Passage proposé:

##############################

Comment pourrrons-nous vivre dans un ici qui ne ressemble plus?...
L'espace lui-même n'est plus sûr."
Faut-il chercher refuge plus loin en arrière, plus au centre de
l'être? A chaque pas que Roud pose sur ces pages, lentement, hésitant,
il se rapproche davantage de ce qui lui est le plus intérieur, le plus
nécessaire.
Libéré du poids du monde d'"ici", il est prêt à accueillir le
monde d'"ailleurs" qui lui donnera une nouvelle épaisseur. Les doutes
sont abolis. Il laisse parler les oiseaux, dont il dit:"Je n'ai pas su
tout de suite vous entendre..." S'instaure alors un étrange dialogue
entre le poète et une hirondelle:
"Ecoute, j'ai veillé parfois jusqu'à l'aube sur la colline
moissonnée. J'interrogeais sans fin le pur espace où bruissait encore,
imperceptiblement, le vol de vos essaims invisibles. Peu à peu, l'âme
s'ouvrait à ces profondeurs constellées et semblait les accueillir en
soi jusqu'à rejoindre elle-même leur ampleur. Saisi, je ressentais
toujours mieux cette invasion de l'étendue. Et l'instant vint où, si
lointain que le but de votre vol pût m'apparaître, je l'entrevis en
moi, comme si je contenais le monde..."

##############################

Exercices à réaliser:
1. Répondez à ces questions sur l'extrait sur Roud :
(a) Qu'est-ce qui, selon la citation du début, n'est plus sûr ?
(b) Avec quel oiseau s'instaure l'étrange dialogue du poète ?
(c) Où celui qui parle a-t-il parfois veillé jusqu'à l'aube ?
2. Ces affirmations sont-elles conformes à l'extrait sur Roud ? Répondez par oui ou par non, en citant les mots décisifs du texte.
(a) Roud avance sur ces pages d'un pas rapide et assuré.
(b) Une fois libéré du poids du monde d'« ici », il est prêt à accueillir le monde d'« ailleurs ».
(c) Les doutes du poète demeurent.
3. Rédigez la suite de l'extrait sur Roud, après sa dernière phrase.

[Entrées de pointage d'objets nommés]
##############################

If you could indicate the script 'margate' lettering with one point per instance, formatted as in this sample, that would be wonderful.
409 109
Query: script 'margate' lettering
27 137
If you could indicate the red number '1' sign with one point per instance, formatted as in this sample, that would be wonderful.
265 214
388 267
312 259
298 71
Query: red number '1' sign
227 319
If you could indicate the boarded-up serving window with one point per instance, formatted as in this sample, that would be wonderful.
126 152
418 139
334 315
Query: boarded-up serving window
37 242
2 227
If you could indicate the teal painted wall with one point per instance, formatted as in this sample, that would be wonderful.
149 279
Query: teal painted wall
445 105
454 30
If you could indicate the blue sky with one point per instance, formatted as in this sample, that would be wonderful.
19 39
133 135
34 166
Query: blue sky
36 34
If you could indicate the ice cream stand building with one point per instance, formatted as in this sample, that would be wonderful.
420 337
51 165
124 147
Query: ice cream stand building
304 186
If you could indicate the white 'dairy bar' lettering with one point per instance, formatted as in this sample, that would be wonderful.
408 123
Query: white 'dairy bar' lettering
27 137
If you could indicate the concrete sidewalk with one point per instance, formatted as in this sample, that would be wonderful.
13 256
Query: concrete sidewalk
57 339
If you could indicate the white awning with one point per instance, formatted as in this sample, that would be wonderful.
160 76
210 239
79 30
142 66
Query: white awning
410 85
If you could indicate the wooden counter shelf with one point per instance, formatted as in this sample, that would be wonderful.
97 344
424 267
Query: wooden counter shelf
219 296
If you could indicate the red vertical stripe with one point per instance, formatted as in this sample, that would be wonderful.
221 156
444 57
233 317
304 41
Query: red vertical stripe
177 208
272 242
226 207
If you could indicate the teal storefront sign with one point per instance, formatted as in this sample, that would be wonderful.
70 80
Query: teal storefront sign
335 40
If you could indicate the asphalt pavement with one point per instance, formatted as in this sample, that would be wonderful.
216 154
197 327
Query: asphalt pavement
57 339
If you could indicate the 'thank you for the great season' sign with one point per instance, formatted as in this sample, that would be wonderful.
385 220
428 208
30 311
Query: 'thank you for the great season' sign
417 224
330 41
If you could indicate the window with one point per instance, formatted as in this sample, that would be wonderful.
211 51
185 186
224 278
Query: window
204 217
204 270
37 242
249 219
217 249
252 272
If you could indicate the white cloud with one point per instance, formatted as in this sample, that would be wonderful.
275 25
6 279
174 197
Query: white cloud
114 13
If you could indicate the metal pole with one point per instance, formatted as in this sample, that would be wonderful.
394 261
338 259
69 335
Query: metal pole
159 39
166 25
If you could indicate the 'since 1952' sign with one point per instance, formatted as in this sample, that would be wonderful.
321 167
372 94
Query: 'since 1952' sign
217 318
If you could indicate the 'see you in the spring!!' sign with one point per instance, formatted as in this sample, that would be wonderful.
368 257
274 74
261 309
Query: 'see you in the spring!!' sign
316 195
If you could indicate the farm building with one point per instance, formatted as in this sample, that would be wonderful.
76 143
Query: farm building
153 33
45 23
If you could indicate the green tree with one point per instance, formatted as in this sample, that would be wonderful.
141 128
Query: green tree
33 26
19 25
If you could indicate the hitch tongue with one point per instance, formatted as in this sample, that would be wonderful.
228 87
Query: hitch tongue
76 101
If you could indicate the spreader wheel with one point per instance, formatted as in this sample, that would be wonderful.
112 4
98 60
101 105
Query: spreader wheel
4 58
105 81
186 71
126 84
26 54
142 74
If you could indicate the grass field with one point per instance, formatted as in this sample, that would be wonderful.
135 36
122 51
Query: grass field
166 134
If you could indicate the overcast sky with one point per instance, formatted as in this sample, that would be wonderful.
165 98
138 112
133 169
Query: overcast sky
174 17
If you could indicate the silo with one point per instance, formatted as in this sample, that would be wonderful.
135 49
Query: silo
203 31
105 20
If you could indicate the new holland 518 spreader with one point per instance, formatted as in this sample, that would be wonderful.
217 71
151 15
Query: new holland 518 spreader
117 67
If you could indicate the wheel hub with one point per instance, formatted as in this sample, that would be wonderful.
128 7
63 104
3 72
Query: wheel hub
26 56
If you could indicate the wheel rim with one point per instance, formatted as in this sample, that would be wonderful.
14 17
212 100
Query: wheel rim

##############################

Résultats attendus:
1.
(a) L'espace lui-même.
(b) Avec une hirondelle.
(c) Sur la colline moissonnée.

2.
(a) Non : « lentement, hésitant ».
(b) Oui : « Libéré du poids du monde d'"ici", il est prêt à accueillir le monde d'"ailleurs" ».
(c) Non : « Les doutes sont abolis. »

3.
Et l'oiseau de répondre:
"Ne prolonge plus une attente sans issue, ferme les yeux,
contemple, éprouve ta profonde réalité intérieure; ces grands espaces
temporels liés entre eux par une transparence que l'amour seul peut
parfaire. Qu'il y parvienne, et les retrouvailles sans prix te seront
données. Oui, tu contiens le monde, il n'y a plus d'ailleurs pour toi
dans l'étendue. Il n'y en aura plus au coeur du temps si tu l'assumes
aussi..."
Le poète conclut alors:
"O mère, c'en est fini de ces questions remâchées au long des ans,
dans l'usure de toute résignation, comme une herbe d'amertume.
O mère, un oiseau m'a donné la seule réponse. De deuil en deuil,
il a fallu toute une vie, toute ma vie pour recevoir enfin ce don
immérité: le secret qui va nous joindre. O mère, écoute: il n'y a plus
d'ailleurs."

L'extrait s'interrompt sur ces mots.